─── ИСХОДНЫЙ ТЕКСТ ───

По мере того как Германия и Россия отдалялись друг от друга, Австро-Венгрии также становилось все труднее сохранять связи с обеими странами одновременно. Хотя Франц-Иосиф и сменявшие друг друга министры иностранных дел империи сожалели, что дело принимало такой оборот, но реальность была такова, что поддерживать отношения с Россией было труднее, чем с Германией. Пробуждение внутри Австро-Венгрии славянского национализма вызывало в России сочувственный интерес, но с точки зрения самих австрийцев это лишь добавляло стране внутренних проблем. Пусть даже Россия и не объявляла себя защитником славян в Европе, само ее существование не могло не вызывать у дунайского соседа тревожных мыслей относительно ее намерений.

───

_ЗАДАНИЕ A_. С какой страной, согласно тексту об отношениях Австро-Венгрии с Германией и Россией, Австро-Венгрии было труднее поддерживать отношения?
_ЗАДАНИЕ B_.
Определите, согласуется ли каждое утверждение с текстом об отношениях Австро-Венгрии с Германией и Россией. Ответьте «да» или «нет» и приведите решающие слова текста дословно.
(i) Франц-Иосиф сожалел о том, какой оборот принимало дело.
(ii) Россия объявила себя защитником славян в Европе.
(iii) С точки зрения австрийцев, пробуждение славянского национализма добавляло стране внутренних проблем.
_ЗАДАНИЕ C_. Продолжите текст об отношениях Австро-Венгрии с Германией и Россией, начав сразу после его последнего предложения.

─── ЗАПИСИ ───

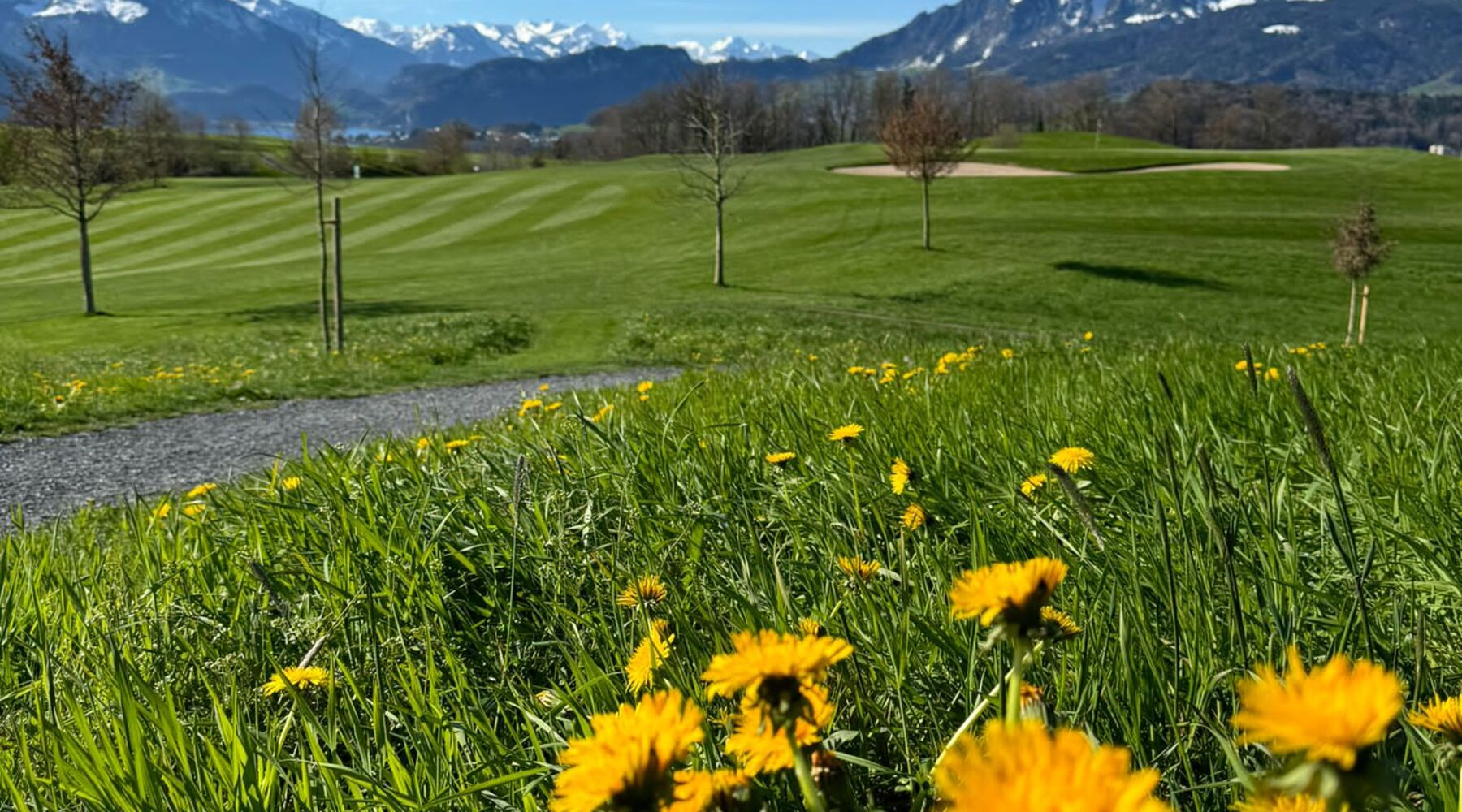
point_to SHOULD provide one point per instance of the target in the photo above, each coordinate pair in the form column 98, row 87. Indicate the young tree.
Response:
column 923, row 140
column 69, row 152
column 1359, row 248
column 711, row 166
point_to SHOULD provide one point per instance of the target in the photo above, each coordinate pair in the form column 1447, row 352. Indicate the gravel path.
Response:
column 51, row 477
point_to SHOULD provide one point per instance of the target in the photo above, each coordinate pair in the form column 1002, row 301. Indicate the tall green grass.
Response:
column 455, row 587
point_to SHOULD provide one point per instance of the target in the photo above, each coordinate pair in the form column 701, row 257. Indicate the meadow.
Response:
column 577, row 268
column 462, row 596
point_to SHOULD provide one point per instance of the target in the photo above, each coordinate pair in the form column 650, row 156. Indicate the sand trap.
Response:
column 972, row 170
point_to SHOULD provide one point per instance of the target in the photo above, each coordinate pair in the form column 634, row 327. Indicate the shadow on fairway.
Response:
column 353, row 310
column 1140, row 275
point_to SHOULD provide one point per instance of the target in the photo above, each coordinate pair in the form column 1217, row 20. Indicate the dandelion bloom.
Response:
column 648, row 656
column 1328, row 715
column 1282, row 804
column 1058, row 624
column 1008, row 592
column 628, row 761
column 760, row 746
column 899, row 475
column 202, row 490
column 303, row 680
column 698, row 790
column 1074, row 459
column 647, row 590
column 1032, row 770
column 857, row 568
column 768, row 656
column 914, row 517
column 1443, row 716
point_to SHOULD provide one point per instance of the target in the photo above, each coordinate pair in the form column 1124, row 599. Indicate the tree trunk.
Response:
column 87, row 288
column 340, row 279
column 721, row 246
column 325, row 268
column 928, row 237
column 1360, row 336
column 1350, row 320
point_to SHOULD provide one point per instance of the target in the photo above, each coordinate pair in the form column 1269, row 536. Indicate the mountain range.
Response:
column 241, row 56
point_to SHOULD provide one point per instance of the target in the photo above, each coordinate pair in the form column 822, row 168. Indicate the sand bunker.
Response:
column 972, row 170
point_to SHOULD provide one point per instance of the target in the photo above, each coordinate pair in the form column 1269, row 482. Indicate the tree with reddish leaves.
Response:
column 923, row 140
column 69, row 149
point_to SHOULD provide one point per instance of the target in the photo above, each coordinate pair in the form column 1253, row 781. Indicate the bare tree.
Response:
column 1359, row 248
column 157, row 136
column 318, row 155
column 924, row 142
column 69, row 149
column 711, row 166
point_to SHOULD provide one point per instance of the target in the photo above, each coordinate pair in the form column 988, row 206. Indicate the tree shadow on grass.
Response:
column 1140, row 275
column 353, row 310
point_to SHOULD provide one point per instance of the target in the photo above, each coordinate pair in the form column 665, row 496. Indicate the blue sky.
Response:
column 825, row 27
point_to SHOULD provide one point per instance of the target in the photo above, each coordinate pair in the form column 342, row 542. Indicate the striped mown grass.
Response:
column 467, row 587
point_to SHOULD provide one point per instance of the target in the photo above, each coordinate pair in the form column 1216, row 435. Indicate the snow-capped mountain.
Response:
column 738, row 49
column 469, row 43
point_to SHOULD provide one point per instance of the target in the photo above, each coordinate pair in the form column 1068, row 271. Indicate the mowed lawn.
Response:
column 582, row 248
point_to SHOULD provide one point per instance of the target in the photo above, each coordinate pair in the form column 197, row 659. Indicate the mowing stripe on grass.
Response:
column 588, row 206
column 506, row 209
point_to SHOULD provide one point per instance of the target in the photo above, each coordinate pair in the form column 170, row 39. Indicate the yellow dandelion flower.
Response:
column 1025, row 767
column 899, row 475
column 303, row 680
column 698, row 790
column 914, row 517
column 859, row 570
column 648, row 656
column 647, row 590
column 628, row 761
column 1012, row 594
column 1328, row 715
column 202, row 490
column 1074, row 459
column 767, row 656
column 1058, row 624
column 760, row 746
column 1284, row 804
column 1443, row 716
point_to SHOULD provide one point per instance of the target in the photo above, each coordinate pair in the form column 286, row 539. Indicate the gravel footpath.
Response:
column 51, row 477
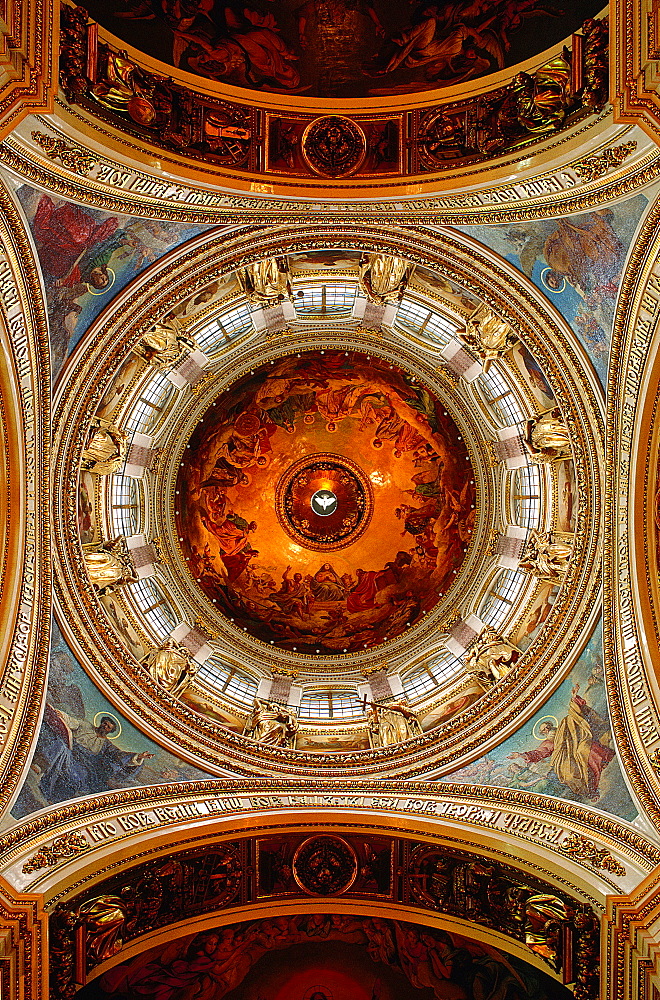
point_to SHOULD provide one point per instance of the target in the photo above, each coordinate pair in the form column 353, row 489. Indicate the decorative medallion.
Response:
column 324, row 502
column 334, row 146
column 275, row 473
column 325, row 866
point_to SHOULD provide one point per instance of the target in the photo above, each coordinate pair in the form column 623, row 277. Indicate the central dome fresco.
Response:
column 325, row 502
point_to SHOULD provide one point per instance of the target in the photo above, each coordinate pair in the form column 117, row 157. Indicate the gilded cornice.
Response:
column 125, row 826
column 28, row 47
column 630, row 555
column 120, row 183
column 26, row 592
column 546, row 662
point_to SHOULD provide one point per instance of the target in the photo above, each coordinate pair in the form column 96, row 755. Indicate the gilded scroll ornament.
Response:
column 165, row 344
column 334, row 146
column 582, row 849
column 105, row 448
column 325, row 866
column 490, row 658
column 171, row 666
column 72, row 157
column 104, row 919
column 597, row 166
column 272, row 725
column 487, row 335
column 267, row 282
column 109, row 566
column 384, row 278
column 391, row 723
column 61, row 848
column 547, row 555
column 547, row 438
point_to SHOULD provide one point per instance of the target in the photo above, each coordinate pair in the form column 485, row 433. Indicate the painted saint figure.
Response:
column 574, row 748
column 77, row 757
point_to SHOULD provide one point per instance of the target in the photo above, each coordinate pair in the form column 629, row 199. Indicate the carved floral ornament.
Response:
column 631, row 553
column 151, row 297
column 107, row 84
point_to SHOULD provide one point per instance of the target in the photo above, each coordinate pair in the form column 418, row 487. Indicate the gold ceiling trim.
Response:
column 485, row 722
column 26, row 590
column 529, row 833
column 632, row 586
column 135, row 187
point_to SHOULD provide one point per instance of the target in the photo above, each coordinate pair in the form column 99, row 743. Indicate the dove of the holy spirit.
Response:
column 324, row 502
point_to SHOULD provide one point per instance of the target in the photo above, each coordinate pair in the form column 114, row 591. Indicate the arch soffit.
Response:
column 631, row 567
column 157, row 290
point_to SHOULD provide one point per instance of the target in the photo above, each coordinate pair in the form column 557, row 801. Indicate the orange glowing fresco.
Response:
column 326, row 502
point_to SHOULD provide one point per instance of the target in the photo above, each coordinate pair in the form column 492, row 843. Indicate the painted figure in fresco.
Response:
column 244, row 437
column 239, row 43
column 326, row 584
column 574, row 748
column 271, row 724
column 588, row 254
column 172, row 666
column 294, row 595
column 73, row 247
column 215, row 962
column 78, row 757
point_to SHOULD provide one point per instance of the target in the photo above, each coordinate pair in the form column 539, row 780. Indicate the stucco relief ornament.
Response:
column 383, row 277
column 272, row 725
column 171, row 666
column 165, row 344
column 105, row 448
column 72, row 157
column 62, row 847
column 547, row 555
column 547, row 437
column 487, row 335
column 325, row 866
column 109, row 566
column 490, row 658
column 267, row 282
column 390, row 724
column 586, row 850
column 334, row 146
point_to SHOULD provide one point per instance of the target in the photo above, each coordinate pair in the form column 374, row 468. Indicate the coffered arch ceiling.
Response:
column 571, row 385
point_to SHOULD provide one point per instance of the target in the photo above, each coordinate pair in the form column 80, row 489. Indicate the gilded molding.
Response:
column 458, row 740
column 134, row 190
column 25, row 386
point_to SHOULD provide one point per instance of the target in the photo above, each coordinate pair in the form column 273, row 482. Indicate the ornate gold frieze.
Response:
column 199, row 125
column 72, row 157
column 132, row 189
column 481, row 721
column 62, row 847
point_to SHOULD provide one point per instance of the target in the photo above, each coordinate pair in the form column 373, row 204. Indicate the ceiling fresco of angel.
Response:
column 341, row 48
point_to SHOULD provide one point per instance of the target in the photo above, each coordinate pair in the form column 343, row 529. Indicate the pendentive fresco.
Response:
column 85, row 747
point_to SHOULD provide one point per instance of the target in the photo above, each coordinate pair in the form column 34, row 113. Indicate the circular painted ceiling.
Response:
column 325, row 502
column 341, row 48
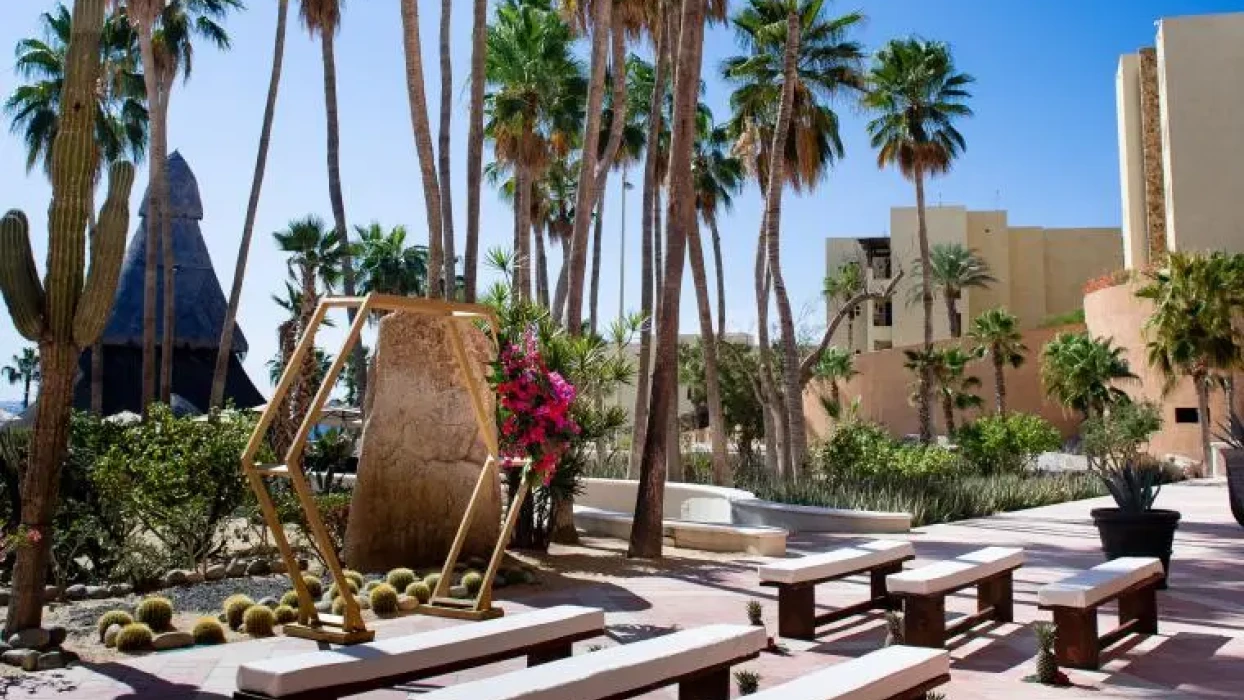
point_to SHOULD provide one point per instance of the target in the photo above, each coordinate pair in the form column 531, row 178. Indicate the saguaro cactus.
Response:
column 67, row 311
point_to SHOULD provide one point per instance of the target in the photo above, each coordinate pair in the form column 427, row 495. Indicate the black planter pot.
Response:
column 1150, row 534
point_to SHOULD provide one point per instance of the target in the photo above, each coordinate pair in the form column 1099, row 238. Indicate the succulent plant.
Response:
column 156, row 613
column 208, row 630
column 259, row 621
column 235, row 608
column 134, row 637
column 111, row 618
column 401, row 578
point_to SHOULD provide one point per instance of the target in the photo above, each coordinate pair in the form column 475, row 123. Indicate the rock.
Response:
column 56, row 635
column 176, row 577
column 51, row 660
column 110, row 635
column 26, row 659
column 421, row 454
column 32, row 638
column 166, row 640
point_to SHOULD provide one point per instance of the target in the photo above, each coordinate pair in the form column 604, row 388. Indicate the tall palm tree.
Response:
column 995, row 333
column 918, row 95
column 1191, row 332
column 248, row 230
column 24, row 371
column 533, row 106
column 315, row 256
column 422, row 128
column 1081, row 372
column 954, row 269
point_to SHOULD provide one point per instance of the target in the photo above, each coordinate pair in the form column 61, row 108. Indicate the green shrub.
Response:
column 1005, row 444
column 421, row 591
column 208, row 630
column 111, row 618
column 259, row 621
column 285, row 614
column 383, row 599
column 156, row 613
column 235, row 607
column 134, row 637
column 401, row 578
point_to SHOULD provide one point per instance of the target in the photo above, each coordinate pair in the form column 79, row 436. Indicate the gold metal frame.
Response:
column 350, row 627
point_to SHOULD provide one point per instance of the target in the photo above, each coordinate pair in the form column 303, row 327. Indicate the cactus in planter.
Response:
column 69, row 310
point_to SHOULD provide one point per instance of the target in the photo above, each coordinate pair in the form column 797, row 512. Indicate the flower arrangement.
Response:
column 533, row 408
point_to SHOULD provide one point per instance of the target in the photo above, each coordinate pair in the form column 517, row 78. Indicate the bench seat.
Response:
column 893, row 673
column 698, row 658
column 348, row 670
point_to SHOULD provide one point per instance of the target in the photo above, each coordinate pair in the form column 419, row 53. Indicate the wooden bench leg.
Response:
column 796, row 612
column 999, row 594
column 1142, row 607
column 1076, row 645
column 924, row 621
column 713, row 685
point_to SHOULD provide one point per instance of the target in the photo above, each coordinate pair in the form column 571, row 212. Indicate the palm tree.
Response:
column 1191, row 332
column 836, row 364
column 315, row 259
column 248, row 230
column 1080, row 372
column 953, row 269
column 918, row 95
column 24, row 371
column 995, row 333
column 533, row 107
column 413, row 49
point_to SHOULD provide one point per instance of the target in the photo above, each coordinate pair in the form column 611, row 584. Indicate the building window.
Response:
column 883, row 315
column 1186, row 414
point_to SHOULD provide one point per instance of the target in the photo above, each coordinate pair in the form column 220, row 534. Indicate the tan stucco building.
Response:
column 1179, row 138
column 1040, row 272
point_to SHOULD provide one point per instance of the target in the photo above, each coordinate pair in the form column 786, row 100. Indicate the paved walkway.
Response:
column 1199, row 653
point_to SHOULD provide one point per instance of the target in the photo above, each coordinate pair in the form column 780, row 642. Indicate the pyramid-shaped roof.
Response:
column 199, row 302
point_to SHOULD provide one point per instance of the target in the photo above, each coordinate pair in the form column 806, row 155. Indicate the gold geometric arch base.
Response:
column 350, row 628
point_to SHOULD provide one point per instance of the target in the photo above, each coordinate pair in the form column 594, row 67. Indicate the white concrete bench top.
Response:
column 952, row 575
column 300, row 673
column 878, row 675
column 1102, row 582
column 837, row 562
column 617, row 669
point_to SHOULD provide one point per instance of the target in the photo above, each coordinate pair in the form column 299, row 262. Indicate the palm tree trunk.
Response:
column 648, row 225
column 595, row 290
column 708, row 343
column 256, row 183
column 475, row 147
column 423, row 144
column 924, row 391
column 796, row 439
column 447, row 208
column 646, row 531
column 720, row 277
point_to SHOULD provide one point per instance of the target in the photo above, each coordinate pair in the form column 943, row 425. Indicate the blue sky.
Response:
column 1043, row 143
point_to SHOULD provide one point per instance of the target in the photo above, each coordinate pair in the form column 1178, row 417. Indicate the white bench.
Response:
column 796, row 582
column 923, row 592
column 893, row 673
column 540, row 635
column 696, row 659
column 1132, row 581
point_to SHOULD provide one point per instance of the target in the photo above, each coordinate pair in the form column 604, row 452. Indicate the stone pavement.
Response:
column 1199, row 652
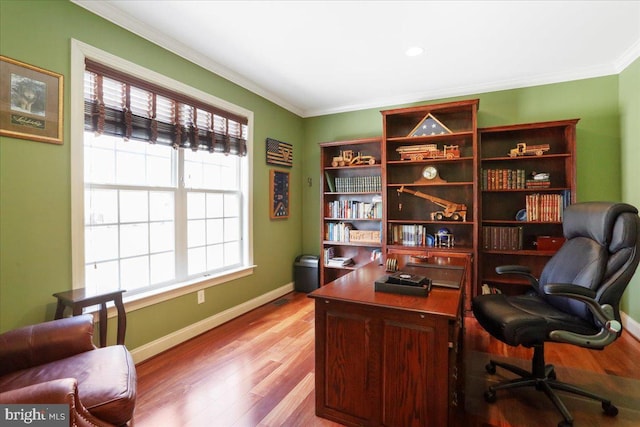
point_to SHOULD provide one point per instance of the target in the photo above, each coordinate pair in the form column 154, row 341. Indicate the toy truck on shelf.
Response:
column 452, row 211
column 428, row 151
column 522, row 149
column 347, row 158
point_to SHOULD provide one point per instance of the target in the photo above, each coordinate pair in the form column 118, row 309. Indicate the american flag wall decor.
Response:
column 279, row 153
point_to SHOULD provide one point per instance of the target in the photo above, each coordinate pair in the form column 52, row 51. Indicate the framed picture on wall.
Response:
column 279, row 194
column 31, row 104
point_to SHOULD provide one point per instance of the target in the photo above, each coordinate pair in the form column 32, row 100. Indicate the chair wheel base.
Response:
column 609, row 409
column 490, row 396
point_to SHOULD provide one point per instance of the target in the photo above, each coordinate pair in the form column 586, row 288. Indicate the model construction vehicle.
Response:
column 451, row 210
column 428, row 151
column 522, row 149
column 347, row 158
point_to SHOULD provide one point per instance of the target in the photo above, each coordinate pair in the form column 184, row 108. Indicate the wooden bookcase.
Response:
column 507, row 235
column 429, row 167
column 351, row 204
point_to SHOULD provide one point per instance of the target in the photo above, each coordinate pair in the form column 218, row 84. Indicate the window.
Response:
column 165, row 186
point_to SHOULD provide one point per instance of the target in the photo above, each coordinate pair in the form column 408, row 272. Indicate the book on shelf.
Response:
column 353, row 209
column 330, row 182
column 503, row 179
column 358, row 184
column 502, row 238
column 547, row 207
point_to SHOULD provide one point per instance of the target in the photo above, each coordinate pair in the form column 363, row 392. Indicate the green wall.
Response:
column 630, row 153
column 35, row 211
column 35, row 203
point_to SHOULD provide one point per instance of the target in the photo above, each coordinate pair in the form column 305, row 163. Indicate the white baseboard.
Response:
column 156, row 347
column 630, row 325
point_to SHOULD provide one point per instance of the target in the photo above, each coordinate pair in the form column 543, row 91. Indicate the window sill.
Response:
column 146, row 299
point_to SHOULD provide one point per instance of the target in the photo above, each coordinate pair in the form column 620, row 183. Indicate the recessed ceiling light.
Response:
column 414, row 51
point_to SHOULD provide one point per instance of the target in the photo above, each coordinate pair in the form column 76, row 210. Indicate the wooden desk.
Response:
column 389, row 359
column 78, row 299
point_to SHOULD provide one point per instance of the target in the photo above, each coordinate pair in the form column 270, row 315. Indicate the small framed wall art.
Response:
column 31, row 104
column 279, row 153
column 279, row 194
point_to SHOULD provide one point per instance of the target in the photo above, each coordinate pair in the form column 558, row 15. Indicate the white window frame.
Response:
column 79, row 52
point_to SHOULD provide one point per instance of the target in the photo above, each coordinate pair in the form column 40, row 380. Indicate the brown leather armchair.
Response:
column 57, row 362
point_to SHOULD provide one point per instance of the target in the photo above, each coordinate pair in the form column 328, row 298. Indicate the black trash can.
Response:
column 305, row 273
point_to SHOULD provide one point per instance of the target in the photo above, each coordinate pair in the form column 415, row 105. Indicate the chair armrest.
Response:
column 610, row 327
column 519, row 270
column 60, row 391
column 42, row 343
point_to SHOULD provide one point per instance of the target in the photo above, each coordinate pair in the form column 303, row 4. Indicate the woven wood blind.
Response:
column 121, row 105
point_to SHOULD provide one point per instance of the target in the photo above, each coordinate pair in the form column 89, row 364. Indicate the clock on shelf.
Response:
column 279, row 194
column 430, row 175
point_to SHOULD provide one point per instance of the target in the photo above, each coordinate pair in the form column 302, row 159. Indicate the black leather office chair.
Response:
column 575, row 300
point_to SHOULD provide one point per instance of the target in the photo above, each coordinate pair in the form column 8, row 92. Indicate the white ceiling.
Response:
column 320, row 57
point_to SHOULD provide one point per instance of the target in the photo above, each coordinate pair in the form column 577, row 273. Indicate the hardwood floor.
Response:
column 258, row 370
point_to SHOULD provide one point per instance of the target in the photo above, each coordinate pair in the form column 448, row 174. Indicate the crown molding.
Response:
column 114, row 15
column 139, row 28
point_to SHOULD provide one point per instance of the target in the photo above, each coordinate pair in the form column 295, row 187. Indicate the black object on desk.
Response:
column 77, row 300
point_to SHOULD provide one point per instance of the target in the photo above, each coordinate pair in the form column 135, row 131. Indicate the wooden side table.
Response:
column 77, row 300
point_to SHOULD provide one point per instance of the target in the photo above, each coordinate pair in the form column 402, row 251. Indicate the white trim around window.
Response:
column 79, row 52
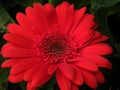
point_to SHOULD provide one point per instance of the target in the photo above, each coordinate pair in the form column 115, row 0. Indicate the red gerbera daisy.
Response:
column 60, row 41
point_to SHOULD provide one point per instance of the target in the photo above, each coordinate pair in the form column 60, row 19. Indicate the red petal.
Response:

───

_ОТВЕТ A_. С Россией: поддерживать отношения с ней было труднее, чем с Германией.

_ОТВЕТ B_.
(i) Да: «Хотя Франц-Иосиф и сменявшие друг друга министры иностранных дел империи сожалели, что дело принимало такой оборот».
(ii) Нет: «Пусть даже Россия и не объявляла себя защитником славян в Европе».
(iii) Да: «с точки зрения самих австрийцев это лишь добавляло стране внутренних проблем».

_ОТВЕТ C_.
Изменение обстановки на Балканах только добавило Вене тревог. Когда Османская империя начала неохотно отступать из Европы, возникшие в регионе новые государства: Греция, Сербия, Черногория, Болгария и Румыния – казалось, готовы были войти в орбиту России. Эти страны имели по преимуществу славянское население (хотя румыны и греки настаивали на своей самобытности), которое, как и русские, исповедовало православие. Будущее территорий, все еще остававшихся в Европе под властью турок, тоже было неясным – Албания, Македония и Фракия могли, в свой черед, стать объектами интриг и соперничества – возможно, даже стать причиной войн. В 1877 г. Дьюла Андраши, тогдашний министр иностранных дел Дуалистической монархии, отметил, что Австрия и Россия «находятся в непосредственном соседстве и им придется как-то взаимодействовать – либо мирно, либо путем вой ны. При этом он считал, что война между двумя империями… может закончиться лишь уничтожением или распадом одного из противников»[608].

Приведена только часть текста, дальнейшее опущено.